# Exercise description
Please recast all of the data below as a two-column CSV headed "input" and "output". Give each input line its own row, with the input in "input" and everything that follows it in "output", each in a single quoted field with line breaks turned into spaces.

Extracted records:
#####
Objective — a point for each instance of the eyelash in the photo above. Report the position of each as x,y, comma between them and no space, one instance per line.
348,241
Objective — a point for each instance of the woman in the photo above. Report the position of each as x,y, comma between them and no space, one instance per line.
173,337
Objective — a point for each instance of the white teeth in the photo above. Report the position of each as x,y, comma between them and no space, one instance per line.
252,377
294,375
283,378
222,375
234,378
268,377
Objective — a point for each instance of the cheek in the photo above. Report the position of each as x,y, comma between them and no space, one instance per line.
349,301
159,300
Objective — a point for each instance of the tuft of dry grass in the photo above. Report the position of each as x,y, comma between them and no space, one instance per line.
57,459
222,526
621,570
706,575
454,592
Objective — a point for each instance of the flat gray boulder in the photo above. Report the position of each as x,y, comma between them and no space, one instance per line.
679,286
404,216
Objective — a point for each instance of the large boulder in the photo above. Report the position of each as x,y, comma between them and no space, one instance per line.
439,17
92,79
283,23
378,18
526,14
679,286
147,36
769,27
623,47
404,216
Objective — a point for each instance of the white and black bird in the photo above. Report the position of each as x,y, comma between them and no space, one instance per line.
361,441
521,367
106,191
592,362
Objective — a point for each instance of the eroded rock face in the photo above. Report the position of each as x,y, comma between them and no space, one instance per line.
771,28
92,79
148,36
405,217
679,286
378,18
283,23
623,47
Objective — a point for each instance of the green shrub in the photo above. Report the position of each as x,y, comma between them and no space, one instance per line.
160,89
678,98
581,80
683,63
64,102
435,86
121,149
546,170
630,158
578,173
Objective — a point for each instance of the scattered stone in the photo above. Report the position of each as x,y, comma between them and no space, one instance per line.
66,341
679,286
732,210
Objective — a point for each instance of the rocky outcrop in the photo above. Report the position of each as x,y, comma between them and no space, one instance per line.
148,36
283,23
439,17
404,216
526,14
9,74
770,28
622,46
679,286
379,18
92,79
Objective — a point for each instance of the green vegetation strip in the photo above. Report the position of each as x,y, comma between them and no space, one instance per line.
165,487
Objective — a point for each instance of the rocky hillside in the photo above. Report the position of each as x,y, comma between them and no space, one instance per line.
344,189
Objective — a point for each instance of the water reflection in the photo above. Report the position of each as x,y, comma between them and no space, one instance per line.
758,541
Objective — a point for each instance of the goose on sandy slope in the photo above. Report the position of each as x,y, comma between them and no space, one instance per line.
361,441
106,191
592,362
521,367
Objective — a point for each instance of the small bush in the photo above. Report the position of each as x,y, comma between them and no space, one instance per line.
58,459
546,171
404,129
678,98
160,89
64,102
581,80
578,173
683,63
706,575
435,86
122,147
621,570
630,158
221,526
#####
# Right answer
input,output
"Objective — a point for each instance of the eyelash in the photo above. Report the position of each as x,y, comma between them and no space, one instance per line.","348,241"
"Objective — a point for each instance of the woman in the photo above. Report the position of each as x,y, comma between them and no space, one instance per line.","173,337"
"Objective — a point for each instance of the white teeth in the photo above. Report the position of each as x,y, comma between them and no space, one instance per line.","252,377 294,375 283,378 222,375 234,378 268,377"
"Objective — a point for each instance of the cheek in the photo above. Report the position of each as x,y, comma between them and no space, one instance per line.","349,301 159,300"
"Objective — a point for each instance of the tuft of dry grass in the photo above. Report the position of each as x,y, comma between them and no space, one instance per line.","57,459 222,526 621,570 706,575 454,592"
"Objective — a point for each instance of the flat gray boulder in the photo above. Report the position of each as x,y, comma between them and no space, one instance per line.","679,286 404,216"
"Objective — a point for each instance of the large boulder in the photo above. Report the position of each as x,y, comma between them and no space, one instance per line.","439,17 92,79 283,23 378,18 526,14 679,286 147,36 769,27 623,47 404,216"
"Objective — a point for each instance of the white and black bird in the photo above. Report the position of each as x,y, comma between them and no space, one instance per line.","361,441 521,367 106,191 592,362"
"Objective — a point for each instance of the eroded rock face in the photo above. Report the position of each as x,y, comma between them and no space, one instance per line.","771,28 92,79 148,36 405,217 679,286 378,18 283,23 623,47"
"Objective — a point for each instance of the green shrub in the photo above. Report the position of each as x,y, comma between them and no space, one instance per line.","160,89 678,98 581,80 683,63 64,102 435,86 121,149 546,170 630,158 578,173"
"Objective — a point for each instance of the scattered stone in the photo above. Report the position of each as x,y, comma between them and no space, one instance per line.","66,341 679,286 732,210"
"Objective — a point for each instance of the rocky outcrop in the photo above. Report the position of each as x,y, comma between them and no space, one instance per line.","148,36 283,23 439,17 404,216 526,14 9,74 770,28 622,46 679,286 379,18 92,79"
"Objective — a point for each instance of the green vegetation strip in the photo above. Report the position of each as x,y, comma between them and no space, one instance per line.","165,487"
"Objective — a point for each instance of the rocky hillside in the photo above. Report the position of each as x,y, comma between them and no space, one instance per line.","344,189"
"Objective — a point for each instance of the water reflection in the photo above. Report the position of each as x,y, comma between them and no space, one instance per line.","758,541"
"Objective — a point for each instance of the goose on sandy slope in the photo above. Report the position of each as x,y, comma between them and no space, one instance per line.","361,441 106,191 592,362 521,367"
"Objective — a point for each instance of the small bush in the photo above. Report the position of each as x,y, comma between them and no space, one instance per line.","58,459 546,171 404,129 678,98 160,89 64,102 581,80 578,173 683,63 706,575 435,86 122,147 621,570 630,158 221,526"